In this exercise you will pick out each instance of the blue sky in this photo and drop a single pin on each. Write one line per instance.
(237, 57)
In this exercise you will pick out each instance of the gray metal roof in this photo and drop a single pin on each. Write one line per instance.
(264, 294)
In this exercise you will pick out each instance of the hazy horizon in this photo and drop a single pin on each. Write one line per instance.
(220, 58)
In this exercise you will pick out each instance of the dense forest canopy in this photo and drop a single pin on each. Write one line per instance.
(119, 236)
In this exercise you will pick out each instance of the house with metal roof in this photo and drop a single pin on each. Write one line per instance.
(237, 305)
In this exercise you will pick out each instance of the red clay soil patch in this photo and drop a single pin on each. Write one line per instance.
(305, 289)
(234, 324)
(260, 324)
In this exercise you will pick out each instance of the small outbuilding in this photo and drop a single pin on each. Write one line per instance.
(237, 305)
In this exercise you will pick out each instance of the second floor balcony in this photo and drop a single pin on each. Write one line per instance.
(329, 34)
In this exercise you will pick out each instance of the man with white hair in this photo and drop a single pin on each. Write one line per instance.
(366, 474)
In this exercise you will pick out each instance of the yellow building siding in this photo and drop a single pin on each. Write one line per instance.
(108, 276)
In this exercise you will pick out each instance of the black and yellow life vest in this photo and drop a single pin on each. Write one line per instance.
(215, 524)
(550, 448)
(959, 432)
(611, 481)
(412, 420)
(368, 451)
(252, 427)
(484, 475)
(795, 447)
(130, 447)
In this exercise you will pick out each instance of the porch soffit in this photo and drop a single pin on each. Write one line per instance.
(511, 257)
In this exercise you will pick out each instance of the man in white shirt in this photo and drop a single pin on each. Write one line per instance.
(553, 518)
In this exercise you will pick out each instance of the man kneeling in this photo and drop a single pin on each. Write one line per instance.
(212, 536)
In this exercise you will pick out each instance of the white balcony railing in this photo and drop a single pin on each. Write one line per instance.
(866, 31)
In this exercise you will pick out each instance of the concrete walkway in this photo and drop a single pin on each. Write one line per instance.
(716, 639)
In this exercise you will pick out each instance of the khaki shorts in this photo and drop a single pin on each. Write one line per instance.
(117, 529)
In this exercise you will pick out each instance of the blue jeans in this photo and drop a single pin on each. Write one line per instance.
=-=-=
Without leaving anything out, quote all the data.

Response:
In this exercise you will pick out each instance of the blue sky in this photo and drop a single pin on each. Write one line per instance.
(237, 57)
In this exercise you will pick out each instance of the gray metal roof in this photo and drop a single pin on each. Write one line per instance.
(264, 294)
In this exercise you will pick out each instance of the hazy horizon in this photo and drop a single pin on each. Write one line per instance.
(220, 58)
In this exercise you will pick out each instance of the dense forest canopy in this photo and drop a single pin on each. Write one line per instance.
(119, 236)
In this exercise you will pick out each instance of the house with metal roof in this photo and drop a single pin on each. Write one line per instance.
(237, 305)
In this exercise you will pick out each instance of the red clay soil patch in this photo and drop a single pin on each. Write one line per instance.
(305, 289)
(234, 324)
(260, 324)
In this exercise you will pick out each instance of the small outbuilding in this photo and drop a single pin on each. Write one line per instance.
(237, 305)
In this exercise you will pick out each instance of the second floor balcony in this photo and drop a single pin on each. Write one line per instance.
(329, 34)
In this exercise you will pick out each instance of the man with white hair in this photo and drop a single pin on each. Write one line per instance.
(366, 474)
In this exercise you will pick out each instance of the yellow building siding in this photo and drop a single pin on each. Write one line per instance.
(108, 276)
In this exercise you will pick out each instance of the black and yellow life vest in this photo and drop a single pin on each. Write one line per instance.
(215, 524)
(550, 448)
(959, 432)
(611, 481)
(412, 420)
(368, 451)
(252, 427)
(484, 475)
(795, 447)
(130, 447)
In this exercise you will pick out each instance of the porch soffit in this photo and drop a single pin on each. Write one line per instance.
(511, 257)
In this exercise you will pick out each instance of the man in white shirt in this photo and drop a single pin on each. Write one line per instance.
(553, 518)
In this exercise you will pick out each instance of the man kneeling in this photo and drop a single pin on each. Write one line per instance.
(212, 536)
In this exercise you will pick out each instance of the white balcony railing in this photo and drop a single pin on each. Write one line per instance.
(866, 31)
In this exercise you will pick out each instance of the concrete walkway in this photo and drop a single pin on each. Write one line per instance.
(716, 639)
In this exercise you will pick out each instance of the khaki shorts in this photo and drop a single pin on each. Write one line per instance.
(117, 529)
In this exercise you will pick out each instance of the blue jeans in this photo and drop a single pin on each. Write one line per instance.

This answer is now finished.